• _Task requirements_
Would you copy each line of the records that includes the word "short"?

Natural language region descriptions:
......
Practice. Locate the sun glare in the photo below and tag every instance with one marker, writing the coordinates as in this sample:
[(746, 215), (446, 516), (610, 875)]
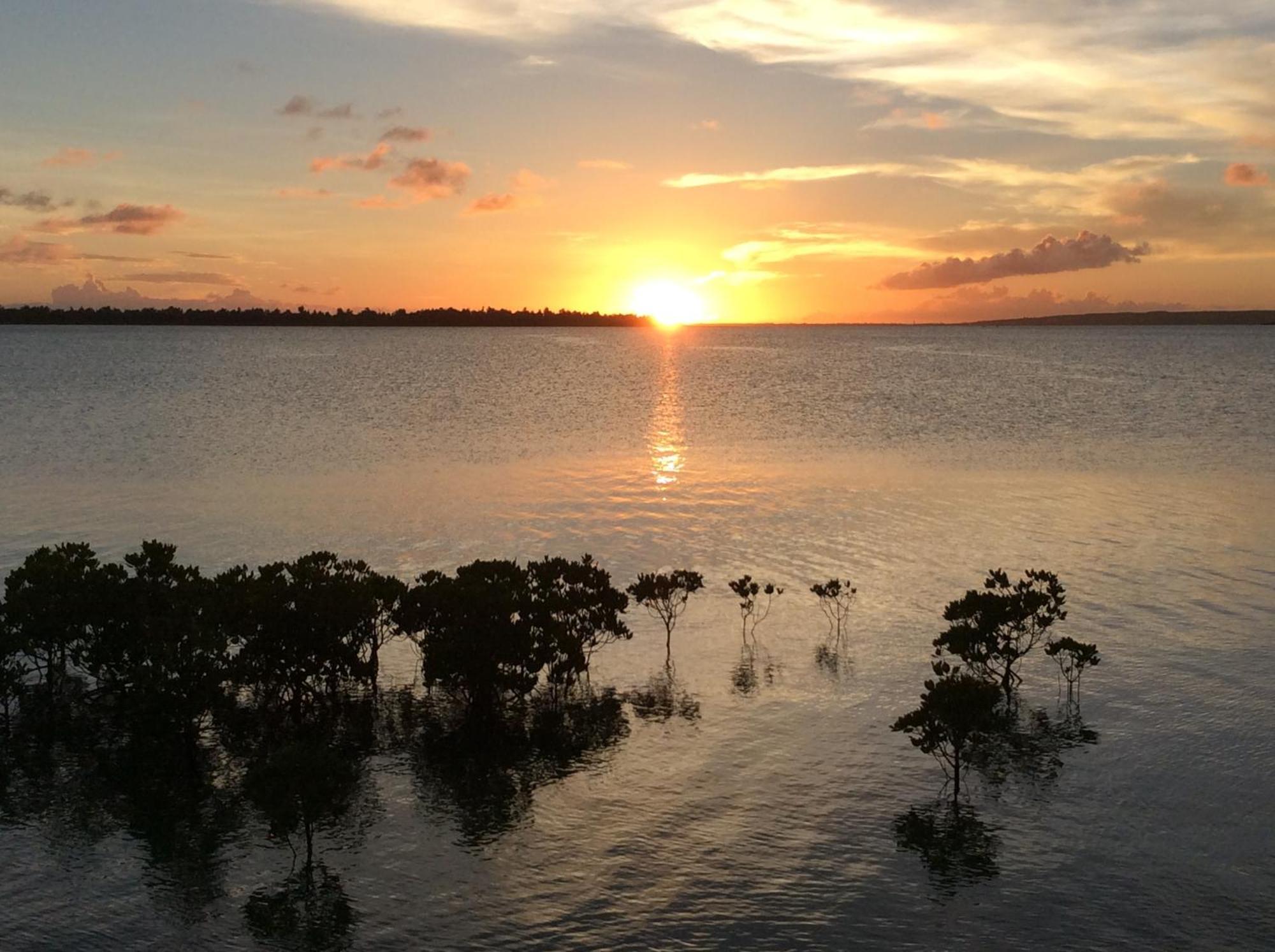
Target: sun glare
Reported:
[(669, 303)]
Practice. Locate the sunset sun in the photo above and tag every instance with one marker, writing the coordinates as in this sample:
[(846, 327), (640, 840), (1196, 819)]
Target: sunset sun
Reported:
[(669, 303)]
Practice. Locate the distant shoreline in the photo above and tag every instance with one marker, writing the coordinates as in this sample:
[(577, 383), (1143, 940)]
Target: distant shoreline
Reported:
[(41, 316)]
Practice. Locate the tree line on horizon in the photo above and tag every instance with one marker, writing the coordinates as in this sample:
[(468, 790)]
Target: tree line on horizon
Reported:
[(304, 317)]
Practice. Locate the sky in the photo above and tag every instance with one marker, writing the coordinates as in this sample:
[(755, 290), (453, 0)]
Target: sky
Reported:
[(744, 160)]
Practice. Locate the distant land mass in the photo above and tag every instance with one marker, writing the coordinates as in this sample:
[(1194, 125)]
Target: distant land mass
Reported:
[(500, 317), (302, 317), (1143, 318)]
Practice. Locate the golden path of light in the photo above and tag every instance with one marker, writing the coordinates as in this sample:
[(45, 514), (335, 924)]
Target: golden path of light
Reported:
[(667, 437)]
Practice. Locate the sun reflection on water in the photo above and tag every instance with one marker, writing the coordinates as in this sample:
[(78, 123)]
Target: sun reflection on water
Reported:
[(667, 436)]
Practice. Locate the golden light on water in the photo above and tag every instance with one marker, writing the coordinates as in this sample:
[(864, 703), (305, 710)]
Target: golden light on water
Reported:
[(669, 303)]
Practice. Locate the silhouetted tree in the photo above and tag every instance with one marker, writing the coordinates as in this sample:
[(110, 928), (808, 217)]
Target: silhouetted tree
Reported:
[(477, 642), (755, 601), (303, 629), (1073, 657), (55, 605), (163, 655), (665, 596), (994, 628), (957, 710), (574, 610), (836, 597)]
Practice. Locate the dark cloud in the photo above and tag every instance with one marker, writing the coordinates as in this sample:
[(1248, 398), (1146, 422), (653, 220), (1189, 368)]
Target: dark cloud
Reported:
[(179, 277), (122, 220), (1245, 174), (406, 133), (31, 201), (95, 294), (298, 106), (1051, 256), (433, 178), (345, 110), (370, 163)]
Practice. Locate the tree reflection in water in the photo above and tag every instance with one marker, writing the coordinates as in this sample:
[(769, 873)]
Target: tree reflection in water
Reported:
[(309, 911), (956, 845), (664, 698), (481, 770)]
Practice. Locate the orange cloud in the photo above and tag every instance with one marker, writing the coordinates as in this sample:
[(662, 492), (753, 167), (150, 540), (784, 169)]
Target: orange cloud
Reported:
[(69, 156), (370, 163), (1245, 174), (1051, 256), (407, 133), (122, 220), (303, 193), (494, 203)]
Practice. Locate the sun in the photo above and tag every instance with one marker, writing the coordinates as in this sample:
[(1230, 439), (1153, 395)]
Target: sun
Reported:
[(669, 303)]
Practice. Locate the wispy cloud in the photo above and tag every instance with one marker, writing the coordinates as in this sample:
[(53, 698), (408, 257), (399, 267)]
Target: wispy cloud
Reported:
[(20, 251), (30, 201), (69, 156), (406, 133), (1245, 174), (178, 277), (122, 220), (370, 163), (1051, 256), (605, 165)]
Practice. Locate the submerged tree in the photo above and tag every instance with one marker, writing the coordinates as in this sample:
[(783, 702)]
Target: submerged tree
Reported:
[(755, 601), (957, 711), (574, 610), (836, 597), (994, 628), (161, 656), (1073, 657), (665, 596), (55, 605)]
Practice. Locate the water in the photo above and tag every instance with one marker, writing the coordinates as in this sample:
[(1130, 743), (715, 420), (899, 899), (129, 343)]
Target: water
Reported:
[(1137, 464)]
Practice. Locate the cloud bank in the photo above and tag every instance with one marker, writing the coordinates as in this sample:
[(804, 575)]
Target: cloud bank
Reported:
[(1051, 256)]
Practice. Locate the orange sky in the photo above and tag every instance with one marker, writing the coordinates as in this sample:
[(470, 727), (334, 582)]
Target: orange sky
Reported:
[(804, 160)]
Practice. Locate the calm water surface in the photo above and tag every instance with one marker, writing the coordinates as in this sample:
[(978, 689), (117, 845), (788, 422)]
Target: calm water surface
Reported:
[(1138, 464)]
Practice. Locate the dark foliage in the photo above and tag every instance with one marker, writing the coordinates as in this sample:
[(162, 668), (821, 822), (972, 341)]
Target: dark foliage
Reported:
[(994, 628)]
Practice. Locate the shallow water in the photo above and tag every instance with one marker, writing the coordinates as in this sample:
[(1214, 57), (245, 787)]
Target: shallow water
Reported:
[(1137, 464)]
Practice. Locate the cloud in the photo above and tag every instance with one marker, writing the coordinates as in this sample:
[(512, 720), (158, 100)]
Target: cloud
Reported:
[(69, 156), (406, 133), (18, 251), (307, 106), (122, 220), (1245, 174), (494, 202), (605, 165), (95, 294), (298, 106), (31, 201), (303, 193), (370, 163), (345, 110), (179, 277), (1051, 256), (432, 178), (996, 303)]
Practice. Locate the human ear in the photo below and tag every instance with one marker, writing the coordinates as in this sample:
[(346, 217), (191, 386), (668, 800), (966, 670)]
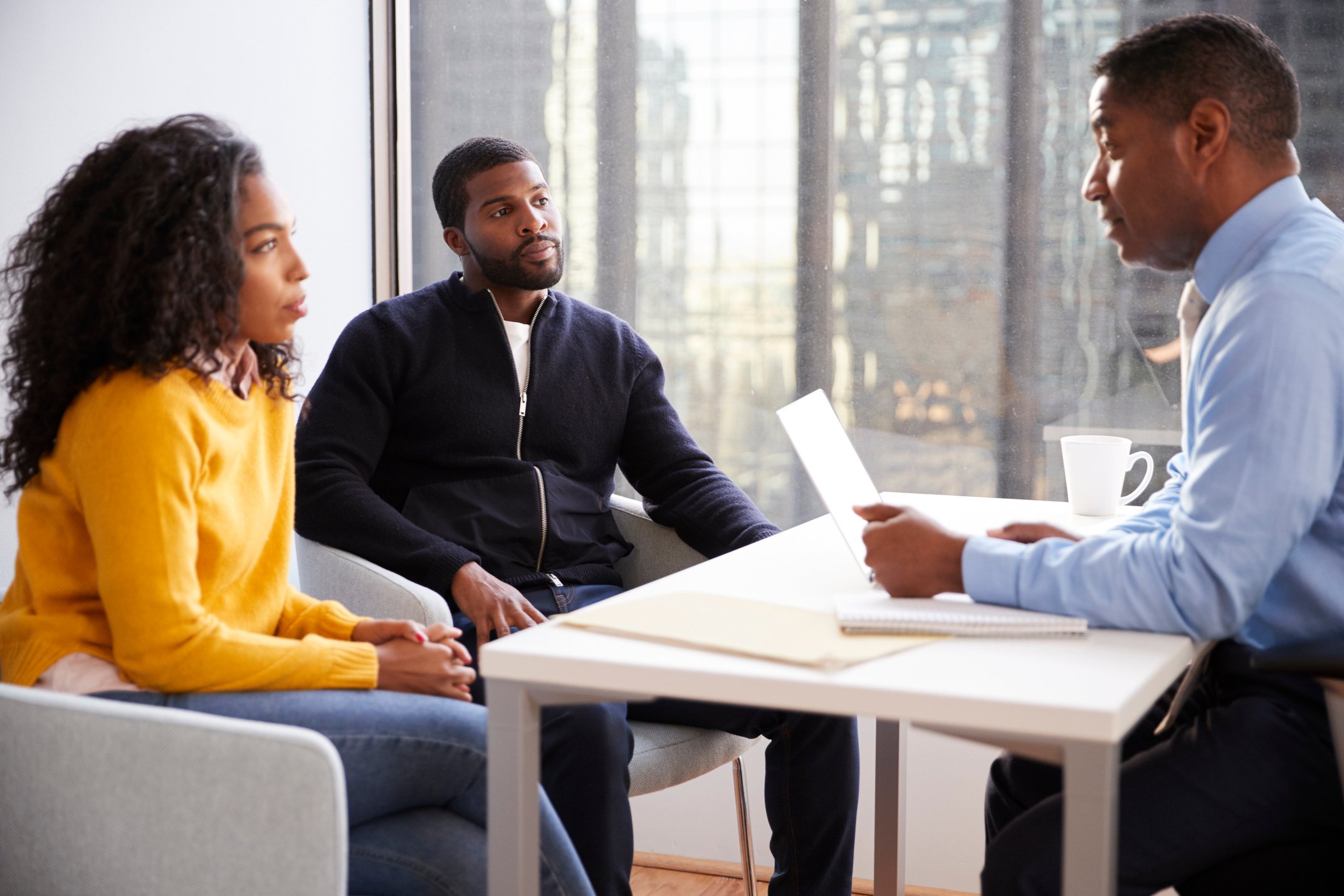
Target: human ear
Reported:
[(1209, 127)]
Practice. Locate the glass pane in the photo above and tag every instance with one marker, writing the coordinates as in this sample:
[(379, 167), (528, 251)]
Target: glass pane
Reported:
[(920, 221)]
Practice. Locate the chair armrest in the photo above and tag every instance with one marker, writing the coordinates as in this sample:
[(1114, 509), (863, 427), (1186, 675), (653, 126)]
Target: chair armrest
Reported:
[(1320, 659), (658, 548), (107, 797), (365, 587)]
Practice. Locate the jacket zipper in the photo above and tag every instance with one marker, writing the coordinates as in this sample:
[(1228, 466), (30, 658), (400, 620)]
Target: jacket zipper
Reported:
[(522, 406)]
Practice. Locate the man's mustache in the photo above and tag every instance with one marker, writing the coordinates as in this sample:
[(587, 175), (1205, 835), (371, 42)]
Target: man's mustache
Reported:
[(518, 253)]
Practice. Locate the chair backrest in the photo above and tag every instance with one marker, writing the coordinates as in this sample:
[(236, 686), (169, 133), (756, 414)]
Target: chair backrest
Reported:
[(109, 797), (365, 587), (658, 550)]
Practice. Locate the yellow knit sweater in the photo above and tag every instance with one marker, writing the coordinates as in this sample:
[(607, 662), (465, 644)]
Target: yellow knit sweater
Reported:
[(156, 536)]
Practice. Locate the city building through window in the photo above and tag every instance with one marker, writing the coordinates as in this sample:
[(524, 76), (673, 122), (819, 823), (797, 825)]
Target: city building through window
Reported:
[(876, 198)]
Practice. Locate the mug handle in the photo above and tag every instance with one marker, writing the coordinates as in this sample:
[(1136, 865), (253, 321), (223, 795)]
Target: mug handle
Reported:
[(1148, 476)]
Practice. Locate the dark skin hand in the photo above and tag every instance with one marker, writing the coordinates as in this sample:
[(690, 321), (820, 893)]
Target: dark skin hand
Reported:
[(910, 555), (416, 659), (491, 605), (913, 556), (1031, 533)]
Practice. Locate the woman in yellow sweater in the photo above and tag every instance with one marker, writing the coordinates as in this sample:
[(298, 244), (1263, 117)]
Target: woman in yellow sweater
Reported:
[(154, 301)]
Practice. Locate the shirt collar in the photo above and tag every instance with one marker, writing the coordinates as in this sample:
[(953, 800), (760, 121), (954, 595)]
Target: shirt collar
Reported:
[(1238, 234)]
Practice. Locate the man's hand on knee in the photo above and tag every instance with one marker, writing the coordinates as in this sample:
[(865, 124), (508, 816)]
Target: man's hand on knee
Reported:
[(491, 605)]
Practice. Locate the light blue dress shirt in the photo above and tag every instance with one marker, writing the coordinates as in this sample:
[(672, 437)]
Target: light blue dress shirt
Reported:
[(1246, 539)]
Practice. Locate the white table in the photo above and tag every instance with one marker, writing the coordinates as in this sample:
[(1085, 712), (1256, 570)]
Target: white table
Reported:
[(1071, 699)]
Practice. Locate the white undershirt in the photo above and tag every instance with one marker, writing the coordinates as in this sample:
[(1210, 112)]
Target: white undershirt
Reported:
[(519, 335)]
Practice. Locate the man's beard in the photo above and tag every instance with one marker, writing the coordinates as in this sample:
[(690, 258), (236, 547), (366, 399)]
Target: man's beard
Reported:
[(512, 272)]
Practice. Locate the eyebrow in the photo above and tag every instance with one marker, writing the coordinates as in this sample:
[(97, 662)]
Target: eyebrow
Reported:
[(505, 199), (266, 226)]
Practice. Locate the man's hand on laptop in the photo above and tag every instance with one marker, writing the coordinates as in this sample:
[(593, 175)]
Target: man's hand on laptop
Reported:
[(1031, 533), (910, 555), (491, 605)]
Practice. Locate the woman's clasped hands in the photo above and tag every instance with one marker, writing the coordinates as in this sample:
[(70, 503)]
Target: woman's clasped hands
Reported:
[(417, 659)]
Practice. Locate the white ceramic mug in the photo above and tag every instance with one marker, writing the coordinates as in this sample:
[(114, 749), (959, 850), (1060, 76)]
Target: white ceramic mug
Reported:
[(1095, 473)]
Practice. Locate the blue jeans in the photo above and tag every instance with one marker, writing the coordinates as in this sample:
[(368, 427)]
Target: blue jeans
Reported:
[(414, 785), (811, 776)]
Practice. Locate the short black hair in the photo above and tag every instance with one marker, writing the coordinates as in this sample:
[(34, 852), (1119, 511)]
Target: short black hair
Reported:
[(463, 163), (1172, 65)]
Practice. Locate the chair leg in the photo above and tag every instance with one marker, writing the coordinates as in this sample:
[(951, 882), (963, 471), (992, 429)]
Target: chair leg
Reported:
[(740, 791)]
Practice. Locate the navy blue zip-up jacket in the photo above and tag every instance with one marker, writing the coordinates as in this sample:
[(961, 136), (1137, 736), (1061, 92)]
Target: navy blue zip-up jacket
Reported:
[(412, 456)]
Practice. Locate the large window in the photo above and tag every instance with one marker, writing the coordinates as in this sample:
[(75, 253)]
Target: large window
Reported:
[(874, 198)]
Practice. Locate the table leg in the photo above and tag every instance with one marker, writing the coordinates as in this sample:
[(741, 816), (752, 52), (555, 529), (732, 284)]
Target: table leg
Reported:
[(889, 845), (514, 738), (1092, 818)]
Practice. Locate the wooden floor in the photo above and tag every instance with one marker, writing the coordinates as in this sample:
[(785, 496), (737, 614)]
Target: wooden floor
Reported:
[(661, 882)]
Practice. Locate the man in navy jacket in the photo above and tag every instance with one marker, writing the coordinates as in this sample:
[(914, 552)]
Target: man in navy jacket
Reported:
[(467, 435)]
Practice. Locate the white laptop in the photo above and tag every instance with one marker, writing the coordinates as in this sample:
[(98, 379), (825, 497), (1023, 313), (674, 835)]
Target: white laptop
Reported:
[(835, 468)]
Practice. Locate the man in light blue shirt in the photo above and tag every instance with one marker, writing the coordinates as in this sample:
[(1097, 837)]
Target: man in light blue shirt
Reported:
[(1194, 122)]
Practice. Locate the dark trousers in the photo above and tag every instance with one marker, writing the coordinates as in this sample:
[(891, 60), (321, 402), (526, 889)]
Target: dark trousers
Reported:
[(811, 777), (1247, 771)]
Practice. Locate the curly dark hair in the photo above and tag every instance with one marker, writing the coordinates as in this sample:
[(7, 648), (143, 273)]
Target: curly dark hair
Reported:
[(464, 162), (134, 261)]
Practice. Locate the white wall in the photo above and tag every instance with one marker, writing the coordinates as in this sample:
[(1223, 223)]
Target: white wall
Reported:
[(291, 74)]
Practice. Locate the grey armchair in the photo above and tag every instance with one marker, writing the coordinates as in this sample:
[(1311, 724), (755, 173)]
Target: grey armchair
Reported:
[(104, 798), (664, 755)]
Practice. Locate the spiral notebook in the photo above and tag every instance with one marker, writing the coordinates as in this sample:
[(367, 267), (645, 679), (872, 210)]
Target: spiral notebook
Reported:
[(876, 614)]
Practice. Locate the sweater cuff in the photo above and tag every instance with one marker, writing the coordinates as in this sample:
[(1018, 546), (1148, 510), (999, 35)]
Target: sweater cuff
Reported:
[(445, 568), (354, 665), (335, 621), (990, 570)]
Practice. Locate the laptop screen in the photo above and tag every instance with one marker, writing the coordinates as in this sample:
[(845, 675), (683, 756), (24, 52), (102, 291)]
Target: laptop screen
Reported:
[(835, 468)]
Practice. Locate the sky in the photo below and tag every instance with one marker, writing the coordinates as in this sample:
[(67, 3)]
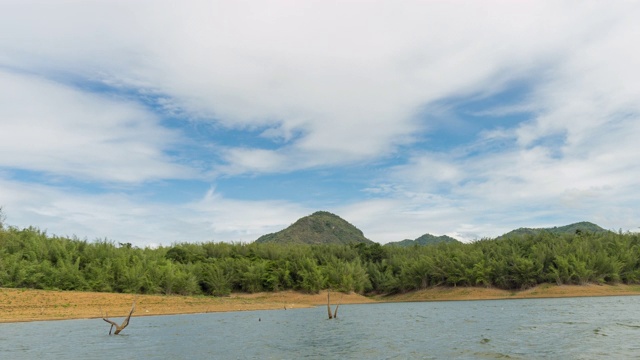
......
• _Result_
Practice. Locate the short black hair in the photo above and tag every instance with one marker, writing the coordinates as in this sample:
Target: short black hair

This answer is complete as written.